◆ Lesetext
>>>
Inzwischen verdüstern sich die Perspektiven. Die internationalen
Kobaltpreise sind von ihrem Spitzenniveau von 95.000 US-Dollar pro Tonne im
März 2018 auf aktuell rund 26.000 Dollar gefallen, Tendenz sinkend.
## Der Rohstoffbedarf sinkt
Die Diskussion über Kinderarbeit in Kongos Minen und über unzumutbare
Arbeitsbedingungen befördert die Entwicklung zertifizierter, teurerer
Handelsketten und treibt Abnehmer in die Suche nach Alternativen. BMW
verkündete im April den Verzicht auf kongolesisches Kobalt zugunsten von
australischem und marokkanischem.
Chinas Industrie hält gigantische Lagerbestände. Batterien werden kleiner
und leichter, der Rohstoffbedarf sinkt. Als Investorenliebling hat Kobalt
ausgedient.
In Mutanda, einem industriell betriebenen Erdloch pharaonischen Ausmaßes
östlich der Bergbaustadt Kolweezi, bündeln sich diese Probleme. Aus Mutanda
kamen im vorigen Jahr 27.300 Tonnen Kobalt, ein Fünftel der Weltproduktion.
Schon im Februar kündigte Glencore 2.000 Entlassungen unter der 7.500
Personen starken Belegschaft an.
<<<
◆ Datenzeilen
>>>
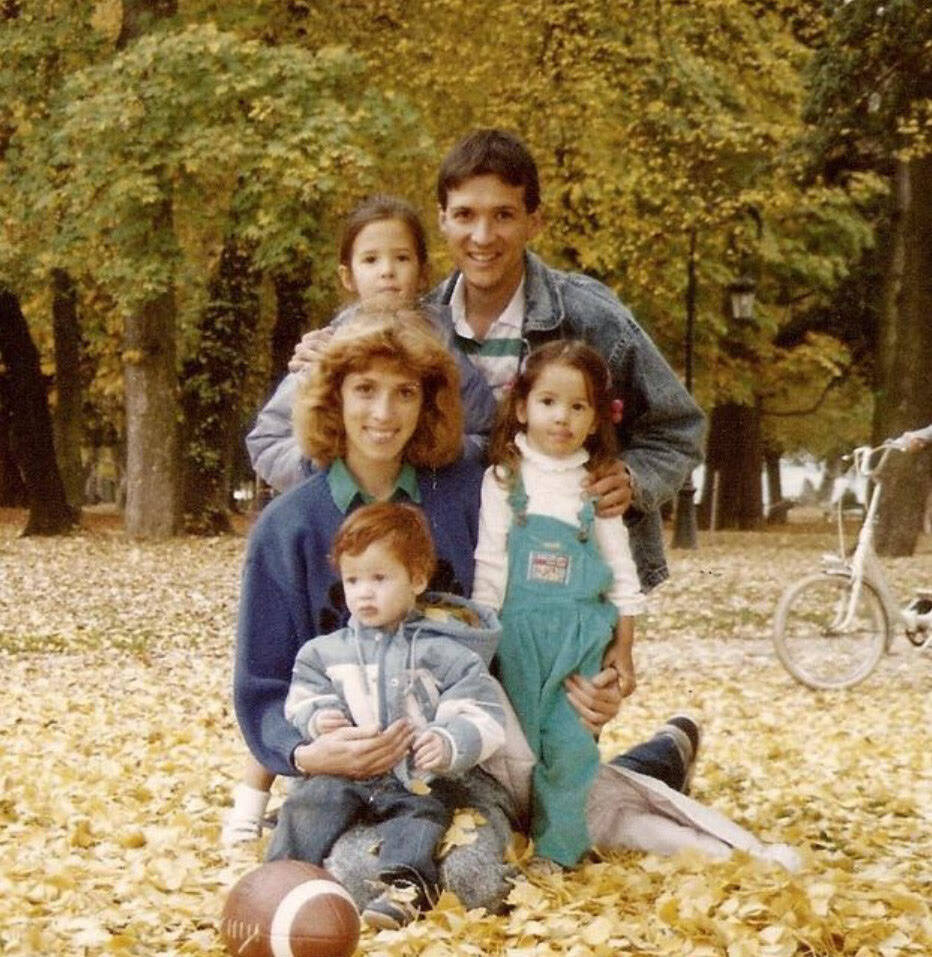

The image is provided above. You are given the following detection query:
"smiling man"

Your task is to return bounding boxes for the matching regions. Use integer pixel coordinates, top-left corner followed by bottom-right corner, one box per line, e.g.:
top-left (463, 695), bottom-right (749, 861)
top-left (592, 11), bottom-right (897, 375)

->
top-left (431, 129), bottom-right (704, 591)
<<<
◆ Ziel der Übung
Wie könnte der Text über den Kobaltabbau im Kongo weitergehen? Schreib ihn im Anschluss an seinen letzten Satz fort.

◆ Lösung der Übung
Vorige Woche schrieb Glencore 350 Millionen US-Dollar als Gegenwert von
10.000 Tonnen unverkäuflichen kongolesischen Kobalts ab; an diesem Mittwoch
gab die Firma einen Rückgang ihres Halbjahresgewinns um 90 Prozent
gegenüber dem Vorjahreszeitraum bekannt.
Für Glencore entwickelt sich Kongo zur Belastung. Im November 2018 musste
das Unternehmen den Verkauf des Kobalts aus einer Mine wegen zu hoher
Radioaktivität einstellen. Im Juni 2019 starben in einer anderen Mine 43
Schürfer bei einem Erdrutsch. In den USA wird gegen Glencore wegen
Zahlungen an den unter US-Sanktionen stehenden israelischen Unternehmer Dan
Gertler ermittelt – Gertler, ein Freund des einstigen kongolesischen
Präsidenten Joseph Kabila, hatte Mutanda 2011 für ein Zehntel des realen
Werts erworben und machte beim Weiterverkauf an Glencore einen gigantischen
Gewinn.
Ab Jahresende soll Mutanda stillstehen. Und Kongos Regierung braucht neue
Einnahmequellen. Nach Angaben des unabhängigen „Observatoriums der
öffentlichen Ausgaben“ (Odep) wurden die Mittel aus Kongos Staatshaushalt
2019 schon im ersten Quartal fast zur Hälfte ausgegeben – und Präsident
Tshisekedi hat bis heute noch nicht einmal eine neue Regierung gebildet,
die alten Kabila-Minister amtieren geschäftsführend weiter. Laut Odep
buchen sie zahlreiche Ausgaben als „Sonderposten“ außerhalb der regulären
Kontrollen.
Es droht also ein gigantisches Loch in Kongos Staatsfinanzen. Die
altbekannten Folgen – unbezahlte Soldaten und Staatsdiener, die die
Bevölkerung ausplündern – wollen die 80 Millionen Kongolesen nicht noch mal
erleiden.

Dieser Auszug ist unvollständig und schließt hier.